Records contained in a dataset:
>>>
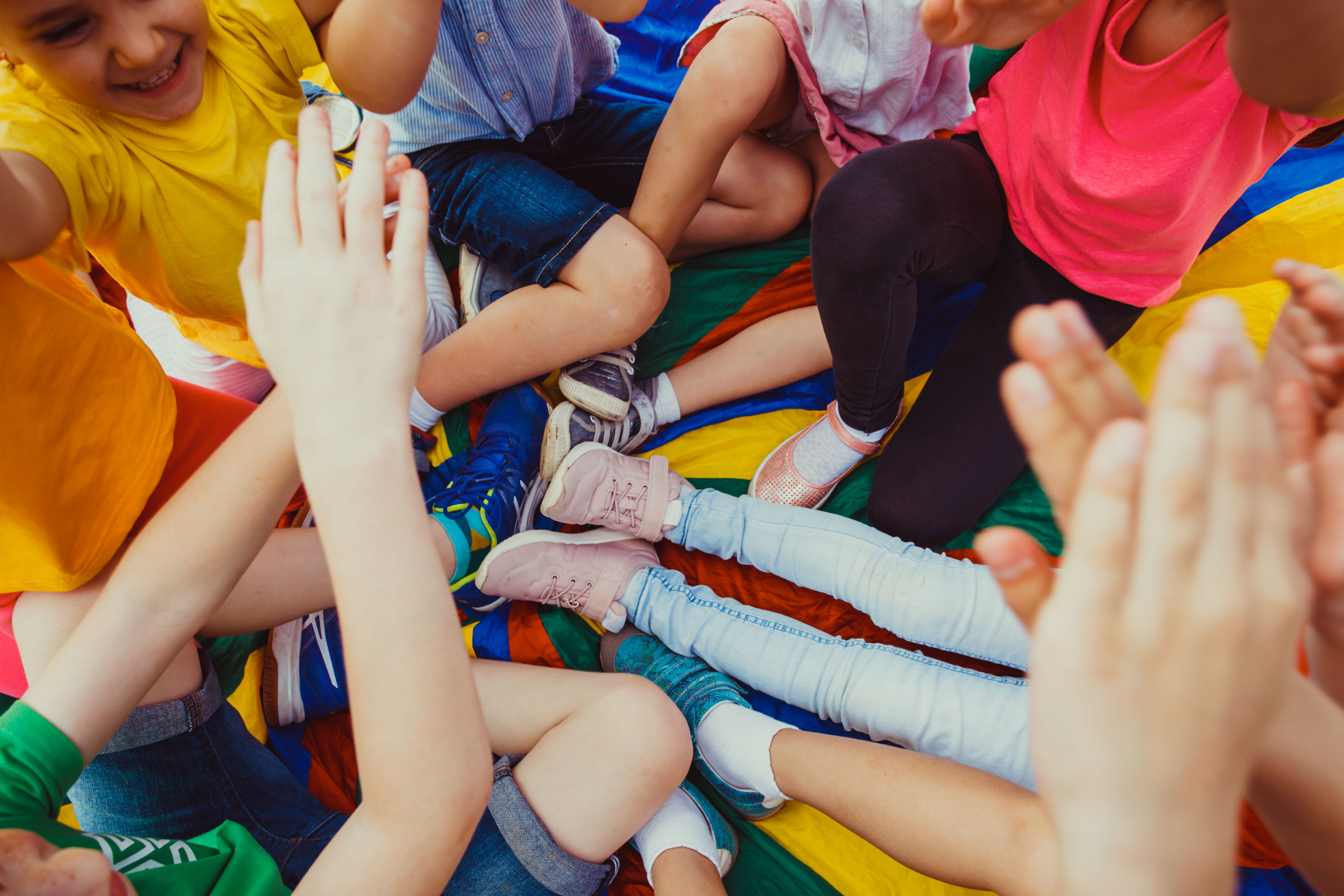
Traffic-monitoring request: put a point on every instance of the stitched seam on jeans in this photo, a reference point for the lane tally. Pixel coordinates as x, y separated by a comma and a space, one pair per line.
830, 640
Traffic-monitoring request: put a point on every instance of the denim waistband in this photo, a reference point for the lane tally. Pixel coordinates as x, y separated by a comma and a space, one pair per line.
163, 721
534, 847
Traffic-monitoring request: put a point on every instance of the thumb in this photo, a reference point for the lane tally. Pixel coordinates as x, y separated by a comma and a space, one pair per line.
1021, 567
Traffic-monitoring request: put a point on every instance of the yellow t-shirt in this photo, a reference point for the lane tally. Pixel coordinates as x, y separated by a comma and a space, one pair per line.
163, 205
88, 420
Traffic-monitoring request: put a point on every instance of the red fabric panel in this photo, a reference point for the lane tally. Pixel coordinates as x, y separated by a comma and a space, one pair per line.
334, 774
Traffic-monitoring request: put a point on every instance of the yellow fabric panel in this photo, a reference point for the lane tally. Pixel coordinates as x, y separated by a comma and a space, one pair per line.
68, 817
847, 862
246, 698
88, 418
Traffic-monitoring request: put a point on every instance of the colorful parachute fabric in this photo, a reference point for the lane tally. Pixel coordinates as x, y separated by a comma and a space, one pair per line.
1298, 210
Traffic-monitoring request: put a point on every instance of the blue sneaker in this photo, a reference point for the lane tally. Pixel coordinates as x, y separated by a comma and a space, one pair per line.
695, 688
482, 504
303, 674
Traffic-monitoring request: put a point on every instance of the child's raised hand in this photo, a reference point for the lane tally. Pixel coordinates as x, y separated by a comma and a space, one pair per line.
1163, 651
338, 323
991, 23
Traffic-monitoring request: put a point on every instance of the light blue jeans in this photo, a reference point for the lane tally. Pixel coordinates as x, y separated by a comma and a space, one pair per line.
885, 692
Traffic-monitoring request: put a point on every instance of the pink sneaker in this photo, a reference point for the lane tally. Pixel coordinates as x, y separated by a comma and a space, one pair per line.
779, 482
582, 573
597, 486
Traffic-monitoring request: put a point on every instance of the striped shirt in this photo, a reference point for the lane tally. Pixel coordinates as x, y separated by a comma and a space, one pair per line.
500, 69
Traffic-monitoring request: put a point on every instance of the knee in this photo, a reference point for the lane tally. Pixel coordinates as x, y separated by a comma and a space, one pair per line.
651, 729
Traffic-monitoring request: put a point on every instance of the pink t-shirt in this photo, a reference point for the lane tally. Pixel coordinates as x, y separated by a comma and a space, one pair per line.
1117, 174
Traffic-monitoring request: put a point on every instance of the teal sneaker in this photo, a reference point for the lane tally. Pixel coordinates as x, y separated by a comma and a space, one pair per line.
695, 688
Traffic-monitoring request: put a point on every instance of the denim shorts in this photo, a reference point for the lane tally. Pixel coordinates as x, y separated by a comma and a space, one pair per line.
532, 205
216, 772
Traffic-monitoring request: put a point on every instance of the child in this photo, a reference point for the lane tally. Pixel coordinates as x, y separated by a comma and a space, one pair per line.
529, 171
829, 80
884, 692
139, 135
1086, 174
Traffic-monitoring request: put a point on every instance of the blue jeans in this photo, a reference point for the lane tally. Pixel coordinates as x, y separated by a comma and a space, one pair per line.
886, 692
532, 205
193, 782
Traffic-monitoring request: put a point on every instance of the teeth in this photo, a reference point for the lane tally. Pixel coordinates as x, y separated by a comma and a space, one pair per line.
154, 83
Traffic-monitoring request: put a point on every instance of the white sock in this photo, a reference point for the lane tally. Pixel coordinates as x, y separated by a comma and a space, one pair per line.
679, 823
736, 742
666, 408
424, 416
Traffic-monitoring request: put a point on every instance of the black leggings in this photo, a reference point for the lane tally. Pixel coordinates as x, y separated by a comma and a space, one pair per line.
932, 210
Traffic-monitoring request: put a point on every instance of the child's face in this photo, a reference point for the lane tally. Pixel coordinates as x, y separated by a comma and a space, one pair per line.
33, 867
142, 58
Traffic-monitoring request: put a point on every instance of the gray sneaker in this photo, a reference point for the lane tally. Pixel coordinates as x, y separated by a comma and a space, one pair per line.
570, 426
483, 281
603, 383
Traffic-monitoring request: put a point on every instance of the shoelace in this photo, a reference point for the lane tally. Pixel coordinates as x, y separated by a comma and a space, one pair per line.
569, 597
623, 358
622, 504
475, 487
318, 622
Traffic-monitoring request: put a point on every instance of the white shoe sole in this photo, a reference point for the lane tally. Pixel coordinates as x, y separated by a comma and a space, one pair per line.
593, 401
556, 492
535, 537
780, 448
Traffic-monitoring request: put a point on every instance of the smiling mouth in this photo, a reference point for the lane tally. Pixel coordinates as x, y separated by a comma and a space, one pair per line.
158, 81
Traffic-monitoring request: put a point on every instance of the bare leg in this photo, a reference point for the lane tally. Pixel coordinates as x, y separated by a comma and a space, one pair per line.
952, 823
685, 872
604, 751
287, 580
742, 80
767, 355
608, 296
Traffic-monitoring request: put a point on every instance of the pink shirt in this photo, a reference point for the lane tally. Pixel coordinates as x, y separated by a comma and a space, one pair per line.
1117, 174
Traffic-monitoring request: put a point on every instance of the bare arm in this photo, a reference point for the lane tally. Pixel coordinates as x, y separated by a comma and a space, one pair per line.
378, 50
1289, 54
318, 297
34, 205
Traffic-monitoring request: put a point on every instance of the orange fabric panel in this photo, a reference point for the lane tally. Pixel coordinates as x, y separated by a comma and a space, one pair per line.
791, 289
838, 618
334, 776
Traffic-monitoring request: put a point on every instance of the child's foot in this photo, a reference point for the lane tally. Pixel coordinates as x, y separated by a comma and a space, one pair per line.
483, 281
303, 671
807, 468
603, 385
480, 506
689, 820
597, 486
587, 573
572, 426
695, 688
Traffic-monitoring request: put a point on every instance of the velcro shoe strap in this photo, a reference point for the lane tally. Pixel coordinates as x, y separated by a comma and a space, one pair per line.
845, 436
656, 506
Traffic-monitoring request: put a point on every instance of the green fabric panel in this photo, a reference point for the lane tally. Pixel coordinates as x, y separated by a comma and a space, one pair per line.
764, 867
986, 64
1023, 506
710, 289
230, 657
737, 488
573, 639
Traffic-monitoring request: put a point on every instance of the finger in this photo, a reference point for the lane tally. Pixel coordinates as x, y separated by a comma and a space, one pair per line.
1096, 574
365, 202
409, 244
319, 214
1021, 567
279, 203
1057, 444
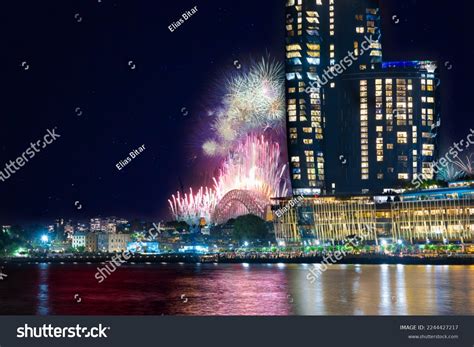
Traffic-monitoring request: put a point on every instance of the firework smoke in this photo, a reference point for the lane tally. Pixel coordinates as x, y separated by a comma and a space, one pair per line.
254, 165
450, 173
254, 101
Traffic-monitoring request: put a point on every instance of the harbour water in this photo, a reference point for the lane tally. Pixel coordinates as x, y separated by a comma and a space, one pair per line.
237, 289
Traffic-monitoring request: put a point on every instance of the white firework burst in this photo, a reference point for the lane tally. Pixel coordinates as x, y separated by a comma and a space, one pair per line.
254, 101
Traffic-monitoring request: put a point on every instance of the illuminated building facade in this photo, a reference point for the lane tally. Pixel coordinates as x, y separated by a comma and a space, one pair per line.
319, 35
444, 215
355, 124
388, 133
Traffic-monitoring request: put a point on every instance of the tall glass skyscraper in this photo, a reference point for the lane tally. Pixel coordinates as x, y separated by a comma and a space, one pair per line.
342, 100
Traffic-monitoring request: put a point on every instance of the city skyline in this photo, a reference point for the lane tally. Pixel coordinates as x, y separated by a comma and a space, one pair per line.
101, 121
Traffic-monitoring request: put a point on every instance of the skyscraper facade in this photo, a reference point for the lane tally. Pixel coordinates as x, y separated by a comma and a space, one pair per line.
342, 101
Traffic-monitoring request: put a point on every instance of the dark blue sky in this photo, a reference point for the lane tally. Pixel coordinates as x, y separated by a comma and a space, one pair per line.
78, 54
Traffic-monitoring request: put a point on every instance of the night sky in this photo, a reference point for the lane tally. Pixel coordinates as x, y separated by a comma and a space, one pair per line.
110, 77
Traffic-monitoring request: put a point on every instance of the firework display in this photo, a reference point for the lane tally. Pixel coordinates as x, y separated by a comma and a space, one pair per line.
450, 173
254, 101
193, 206
254, 165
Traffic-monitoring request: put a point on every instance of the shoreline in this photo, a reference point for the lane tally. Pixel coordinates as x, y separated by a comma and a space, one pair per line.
209, 259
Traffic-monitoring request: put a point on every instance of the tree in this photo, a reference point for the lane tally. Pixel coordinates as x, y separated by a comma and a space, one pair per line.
249, 228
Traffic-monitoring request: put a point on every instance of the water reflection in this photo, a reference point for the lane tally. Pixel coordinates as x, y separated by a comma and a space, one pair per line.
43, 290
240, 289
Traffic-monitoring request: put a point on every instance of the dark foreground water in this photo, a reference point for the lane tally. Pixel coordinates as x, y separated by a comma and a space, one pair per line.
237, 289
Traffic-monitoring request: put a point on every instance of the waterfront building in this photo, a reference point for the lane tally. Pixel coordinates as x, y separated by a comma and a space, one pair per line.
387, 134
91, 242
79, 240
443, 215
355, 124
109, 242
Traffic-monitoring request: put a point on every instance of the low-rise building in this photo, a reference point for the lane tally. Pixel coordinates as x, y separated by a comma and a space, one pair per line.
79, 240
91, 242
441, 215
109, 242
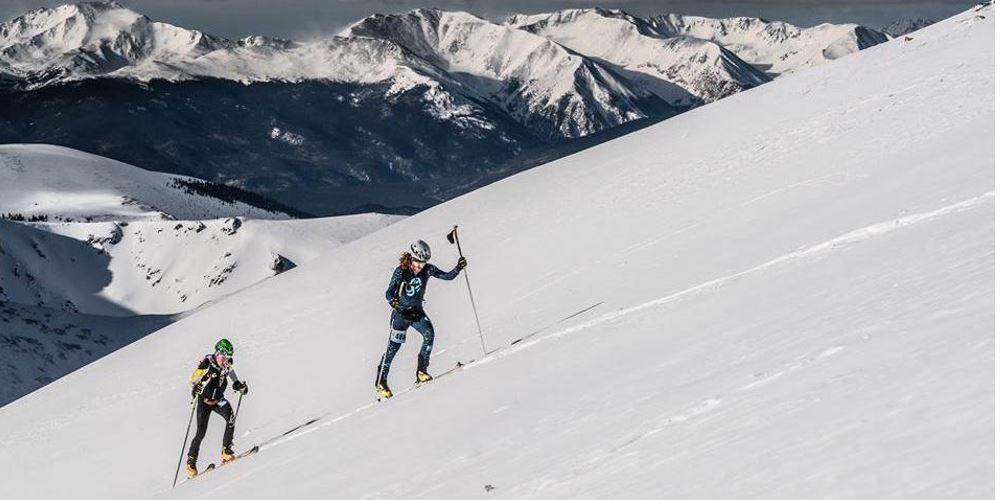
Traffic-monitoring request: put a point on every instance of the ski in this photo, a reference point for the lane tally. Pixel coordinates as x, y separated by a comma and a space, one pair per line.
212, 466
206, 469
458, 366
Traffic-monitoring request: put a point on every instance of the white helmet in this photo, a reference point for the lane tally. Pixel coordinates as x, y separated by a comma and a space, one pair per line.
421, 250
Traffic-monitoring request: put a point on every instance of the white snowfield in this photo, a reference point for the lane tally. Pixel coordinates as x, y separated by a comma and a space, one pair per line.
166, 267
71, 292
64, 183
785, 294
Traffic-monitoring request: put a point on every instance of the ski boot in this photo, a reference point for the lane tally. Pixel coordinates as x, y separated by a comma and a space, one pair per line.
383, 390
191, 466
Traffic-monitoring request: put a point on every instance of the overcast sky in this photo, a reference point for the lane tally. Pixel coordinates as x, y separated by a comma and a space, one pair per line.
300, 19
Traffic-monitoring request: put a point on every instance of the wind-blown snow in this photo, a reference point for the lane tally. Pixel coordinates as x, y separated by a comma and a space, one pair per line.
122, 269
785, 294
65, 184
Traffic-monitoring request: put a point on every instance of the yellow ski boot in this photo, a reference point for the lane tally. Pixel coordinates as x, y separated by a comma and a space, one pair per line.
383, 390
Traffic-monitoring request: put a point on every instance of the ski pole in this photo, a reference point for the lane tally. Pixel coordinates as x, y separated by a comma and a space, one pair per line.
453, 238
180, 459
238, 404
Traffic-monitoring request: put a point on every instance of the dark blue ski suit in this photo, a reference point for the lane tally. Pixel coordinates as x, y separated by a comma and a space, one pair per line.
409, 288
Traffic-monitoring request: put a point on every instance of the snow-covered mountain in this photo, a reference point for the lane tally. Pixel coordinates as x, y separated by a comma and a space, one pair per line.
682, 70
90, 39
128, 268
786, 294
529, 76
42, 344
905, 26
72, 292
58, 183
775, 47
391, 115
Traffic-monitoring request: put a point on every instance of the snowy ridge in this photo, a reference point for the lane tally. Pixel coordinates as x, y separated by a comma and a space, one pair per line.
776, 47
42, 344
525, 74
683, 71
65, 184
167, 267
72, 292
796, 301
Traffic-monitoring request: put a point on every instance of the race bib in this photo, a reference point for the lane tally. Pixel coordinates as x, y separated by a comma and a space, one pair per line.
397, 336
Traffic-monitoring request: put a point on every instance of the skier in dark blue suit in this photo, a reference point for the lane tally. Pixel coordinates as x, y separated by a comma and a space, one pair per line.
406, 297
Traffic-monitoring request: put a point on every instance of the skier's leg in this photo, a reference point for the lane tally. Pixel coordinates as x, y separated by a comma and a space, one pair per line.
225, 410
390, 352
426, 329
202, 426
397, 335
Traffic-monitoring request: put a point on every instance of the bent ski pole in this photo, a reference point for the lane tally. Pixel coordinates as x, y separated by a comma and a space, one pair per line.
177, 471
453, 238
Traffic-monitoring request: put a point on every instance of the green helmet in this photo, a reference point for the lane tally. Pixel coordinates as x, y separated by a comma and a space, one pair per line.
224, 346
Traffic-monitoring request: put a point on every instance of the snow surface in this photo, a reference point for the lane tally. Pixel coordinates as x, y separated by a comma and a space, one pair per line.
66, 184
785, 294
166, 267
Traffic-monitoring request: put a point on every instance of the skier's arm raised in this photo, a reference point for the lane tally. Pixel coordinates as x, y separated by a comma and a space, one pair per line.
<<<
__PROBLEM TO SOLVE__: The line containing "of the bent" and every line after it, through the last one above, should be written out word for word.

__ANSWER FOR THE TASK__:
Traffic-monitoring request: put a point on every instance of the bent ski pole in this photo, a reference point for the lane tally. Pixel coordinates as x, y separated by a comma and a space, one pair per line.
177, 471
453, 238
Traffic-monitoring request: put a point on every instance of the green helmet in this photo, a reference point for the lane tally. Pixel coordinates as x, y separated by a comma and a space, one pair per line.
224, 346
Traffic-monitoring request: put a point on every instance of the snow surface in this photo, a reference point for the lane tally. Pixel coordinates as x, y separated by a comma and a space, one pair per line.
66, 184
785, 294
166, 267
Traffic-monitoring request: put a point on every instance of the skier's arm raised in this photo, a reference point for the lane tally. Pixel coordinates as x, y separated by a comma and a space, one pair per line.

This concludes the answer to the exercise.